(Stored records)
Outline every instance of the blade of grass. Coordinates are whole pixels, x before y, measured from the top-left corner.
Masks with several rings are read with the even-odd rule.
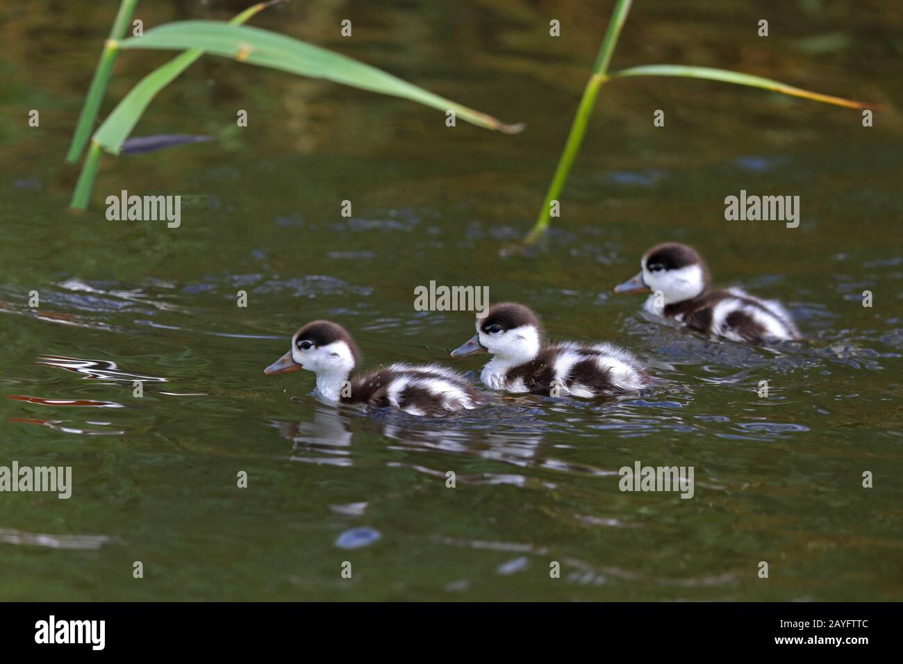
[[[99,161],[100,145],[98,145],[97,141],[91,141],[91,145],[88,148],[88,156],[85,157],[85,163],[81,165],[81,173],[79,173],[79,182],[75,183],[75,190],[72,192],[72,200],[69,203],[70,210],[82,211],[88,207]]]
[[[602,43],[599,47],[599,54],[592,66],[592,76],[583,89],[583,96],[580,99],[580,106],[577,107],[577,114],[571,124],[571,131],[568,133],[567,141],[564,144],[564,150],[558,159],[558,166],[555,168],[555,174],[552,177],[548,192],[545,193],[545,201],[539,216],[524,241],[526,244],[535,242],[545,232],[551,220],[550,212],[553,201],[557,201],[568,173],[571,173],[571,166],[573,165],[577,154],[580,152],[580,145],[583,142],[583,136],[586,134],[586,126],[590,116],[592,115],[592,107],[596,103],[596,96],[599,89],[608,80],[607,72],[609,63],[611,61],[611,55],[614,53],[615,46],[618,43],[618,37],[620,35],[621,28],[627,20],[628,12],[630,11],[631,0],[618,0],[614,10],[611,12],[611,20],[609,21],[609,28],[602,39]]]
[[[628,76],[680,76],[688,79],[706,79],[708,80],[720,80],[724,83],[734,83],[736,85],[745,85],[750,88],[761,88],[763,89],[780,92],[791,97],[802,97],[813,101],[821,101],[825,104],[834,104],[847,108],[865,108],[868,105],[861,101],[844,99],[842,97],[833,97],[823,95],[818,92],[795,88],[771,79],[764,79],[761,76],[752,76],[751,74],[742,74],[739,71],[730,71],[728,70],[713,69],[712,67],[688,67],[678,64],[648,64],[641,67],[630,67],[629,69],[615,71],[610,78],[625,78]]]
[[[254,5],[234,16],[229,23],[243,23],[266,7],[278,5],[281,2],[284,0],[269,0],[269,2]],[[86,159],[81,166],[81,173],[79,175],[79,181],[72,192],[72,200],[70,201],[71,209],[85,210],[88,207],[88,202],[91,198],[91,189],[94,187],[94,176],[99,163],[100,148],[118,154],[122,150],[122,145],[128,138],[132,129],[135,128],[135,124],[156,94],[172,83],[179,74],[194,64],[195,61],[203,54],[204,51],[200,49],[191,49],[181,53],[142,79],[116,105],[113,112],[107,116],[100,127],[94,133],[91,141],[91,158]]]
[[[622,0],[623,1],[623,0]],[[121,49],[191,49],[232,58],[240,62],[327,79],[337,83],[401,97],[443,111],[488,129],[514,134],[521,125],[507,125],[492,116],[429,92],[376,67],[340,53],[259,28],[220,21],[178,21],[119,42]],[[105,145],[105,147],[107,147]]]
[[[629,9],[629,0],[627,0],[626,2],[625,0],[619,0],[618,5],[615,5],[611,21],[609,23],[609,28],[605,33],[605,39],[602,41],[602,45],[600,48],[599,56],[596,58],[593,76],[590,79],[590,82],[587,83],[586,89],[583,90],[583,97],[581,98],[580,106],[577,108],[577,115],[573,119],[573,123],[571,125],[571,132],[568,134],[567,142],[564,144],[564,150],[562,152],[562,155],[558,160],[558,166],[552,178],[552,183],[549,185],[548,192],[545,194],[545,201],[543,203],[543,208],[539,210],[539,216],[536,219],[533,229],[531,229],[530,232],[527,233],[526,237],[524,238],[525,244],[532,244],[533,242],[535,242],[540,237],[542,237],[543,233],[545,233],[545,229],[548,228],[550,221],[550,205],[553,201],[558,200],[558,196],[561,193],[562,189],[564,187],[564,182],[567,179],[567,175],[571,171],[571,166],[577,156],[577,153],[580,151],[580,145],[583,140],[583,136],[586,133],[586,125],[589,121],[590,115],[592,112],[592,107],[595,102],[596,96],[599,93],[599,89],[611,79],[627,78],[630,76],[678,76],[691,79],[706,79],[709,80],[720,80],[724,83],[734,83],[736,85],[761,88],[764,89],[773,90],[775,92],[780,92],[781,94],[790,95],[792,97],[800,97],[805,99],[821,101],[825,104],[833,104],[835,106],[842,106],[847,108],[865,108],[869,106],[868,104],[861,101],[853,101],[852,99],[845,99],[842,97],[823,95],[821,93],[812,92],[801,88],[795,88],[794,86],[772,80],[771,79],[765,79],[761,76],[753,76],[751,74],[743,74],[738,71],[713,69],[711,67],[653,64],[643,65],[641,67],[630,67],[628,69],[609,74],[608,65],[611,60],[611,51],[614,50],[614,42],[617,42],[618,34],[620,32],[620,27],[623,24],[624,19],[627,17],[627,12]]]
[[[248,7],[228,23],[240,25],[246,23],[268,6],[277,5],[284,0],[270,0]],[[128,139],[132,129],[147,109],[156,94],[172,83],[182,71],[191,67],[201,55],[201,49],[190,49],[184,53],[173,58],[164,65],[149,73],[133,88],[122,101],[107,117],[103,124],[94,134],[100,146],[113,154],[118,154],[122,144]]]
[[[81,151],[85,148],[85,144],[88,143],[88,137],[94,128],[94,121],[98,117],[98,111],[100,110],[100,103],[107,91],[107,83],[109,81],[110,72],[113,70],[114,62],[116,62],[116,42],[126,36],[126,31],[132,23],[135,5],[137,4],[138,0],[122,0],[119,4],[119,11],[116,13],[113,27],[110,29],[109,39],[104,43],[104,50],[100,53],[100,60],[94,70],[94,78],[91,79],[91,85],[88,89],[85,103],[79,115],[75,133],[72,134],[72,142],[70,144],[69,153],[66,154],[66,161],[70,164],[75,164],[79,161]]]

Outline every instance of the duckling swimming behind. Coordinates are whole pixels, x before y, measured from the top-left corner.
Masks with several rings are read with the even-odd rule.
[[[351,377],[360,351],[341,325],[313,321],[292,337],[292,350],[265,374],[305,369],[317,375],[317,393],[345,404],[391,407],[409,415],[440,416],[475,408],[476,390],[457,371],[438,365],[393,364]]]
[[[760,300],[740,288],[709,290],[708,267],[692,247],[676,242],[656,245],[646,252],[640,267],[638,275],[615,286],[615,293],[653,292],[645,304],[650,313],[734,341],[801,339],[779,302]]]
[[[523,304],[500,303],[477,320],[477,333],[452,357],[492,353],[480,379],[507,392],[591,397],[632,392],[651,383],[637,358],[610,343],[545,345],[542,337],[535,313]]]

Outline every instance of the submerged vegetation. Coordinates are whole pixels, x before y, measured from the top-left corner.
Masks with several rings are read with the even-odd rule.
[[[205,52],[239,62],[288,71],[298,76],[327,79],[360,89],[400,97],[424,106],[453,112],[456,118],[478,126],[508,134],[519,132],[520,125],[507,125],[492,116],[446,99],[422,88],[340,53],[313,46],[284,34],[243,26],[252,16],[282,0],[260,3],[231,21],[178,21],[148,31],[140,37],[123,40],[136,0],[122,0],[110,38],[104,46],[79,124],[72,137],[68,161],[75,162],[88,141],[113,62],[119,50],[187,49],[175,59],[145,76],[119,103],[94,133],[88,157],[72,194],[70,207],[85,210],[90,199],[101,150],[118,154],[142,114],[154,97],[188,69]]]
[[[781,94],[792,97],[802,97],[814,101],[821,101],[825,104],[834,104],[848,108],[864,108],[865,104],[851,99],[844,99],[840,97],[823,95],[817,92],[794,88],[793,86],[780,83],[770,79],[764,79],[760,76],[743,74],[738,71],[728,70],[712,69],[711,67],[690,67],[673,64],[653,64],[641,67],[631,67],[609,73],[609,63],[614,53],[615,46],[618,43],[618,37],[620,35],[621,28],[627,20],[628,12],[630,10],[630,4],[633,0],[618,0],[614,11],[611,14],[611,20],[609,22],[608,30],[602,39],[601,46],[599,48],[599,54],[592,66],[592,75],[583,89],[583,96],[577,107],[577,114],[571,125],[571,131],[568,134],[564,149],[562,151],[558,160],[558,166],[555,168],[552,182],[545,194],[545,201],[539,210],[539,216],[534,224],[533,229],[525,238],[525,242],[530,244],[537,240],[545,232],[551,220],[552,205],[559,200],[559,195],[564,188],[564,182],[567,180],[571,166],[573,164],[577,154],[580,152],[581,144],[586,134],[586,125],[592,115],[592,108],[596,102],[600,88],[612,79],[627,78],[629,76],[679,76],[689,79],[705,79],[709,80],[720,80],[725,83],[734,83],[736,85],[745,85],[751,88],[762,88],[764,89],[780,92]]]

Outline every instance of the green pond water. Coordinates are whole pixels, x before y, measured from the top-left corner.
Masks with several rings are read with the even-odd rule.
[[[0,599],[903,599],[899,7],[637,0],[614,68],[767,75],[874,102],[874,126],[762,90],[616,81],[562,217],[511,254],[612,3],[268,10],[254,24],[526,131],[446,127],[434,109],[209,57],[135,135],[216,141],[105,156],[75,216],[63,158],[115,5],[0,8],[0,465],[71,466],[73,484],[70,500],[0,493]],[[146,29],[243,6],[143,2],[136,15]],[[102,115],[170,57],[121,55]],[[182,196],[182,226],[107,220],[124,189]],[[726,221],[740,190],[798,195],[799,227]],[[784,301],[806,341],[715,342],[611,293],[669,239],[699,248],[716,284]],[[595,401],[492,396],[433,421],[337,409],[307,372],[263,375],[315,318],[347,326],[368,368],[451,364],[473,317],[414,311],[431,280],[527,304],[553,338],[623,344],[664,380]],[[454,366],[479,375],[485,357]],[[637,461],[693,466],[694,498],[620,491]]]

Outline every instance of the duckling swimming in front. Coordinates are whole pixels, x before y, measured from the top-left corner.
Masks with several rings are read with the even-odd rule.
[[[733,341],[765,343],[802,337],[787,310],[740,288],[709,290],[709,270],[691,247],[656,245],[640,260],[639,274],[615,293],[653,293],[644,308],[684,327]]]
[[[476,390],[457,371],[429,364],[393,364],[351,376],[360,351],[341,325],[313,321],[292,337],[292,350],[265,374],[305,369],[317,375],[317,393],[329,401],[391,407],[409,415],[440,416],[475,408]]]
[[[536,314],[506,302],[477,320],[477,333],[452,351],[460,358],[489,352],[480,379],[507,392],[592,397],[634,392],[651,383],[639,360],[610,343],[543,343]]]

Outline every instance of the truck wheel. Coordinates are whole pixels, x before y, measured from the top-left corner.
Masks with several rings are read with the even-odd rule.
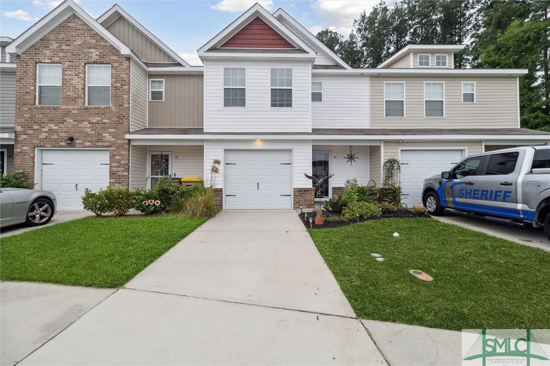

▸ What is required
Transcribe the material word for word, starting at the line containing "Outline every instance of the duckling swimming in" and continuing through the end of the material. Leave the pictures out.

▸ Solution for this task
Outline every instance of the duckling swimming in front. Coordinates are whole pixels, x before y, measured from the top-left corner.
Masks with several rings are read with the even-odd rule.
[[[733,341],[765,343],[802,337],[787,310],[740,288],[709,290],[709,270],[691,247],[656,245],[640,260],[639,274],[615,293],[653,293],[644,308],[684,327]]]
[[[476,390],[457,371],[429,364],[393,364],[351,376],[360,351],[341,325],[313,321],[292,337],[292,350],[265,374],[305,369],[317,375],[317,393],[329,401],[391,407],[409,415],[440,416],[475,408]]]
[[[536,314],[506,302],[477,320],[477,333],[452,351],[460,358],[489,352],[480,379],[507,392],[592,397],[634,392],[651,383],[639,360],[610,343],[543,343]]]

Outline every instance of the truck wheel. Coordinates are whole pixels, x before y, measured from the top-left corner.
Masks with several rings are read with the even-odd rule.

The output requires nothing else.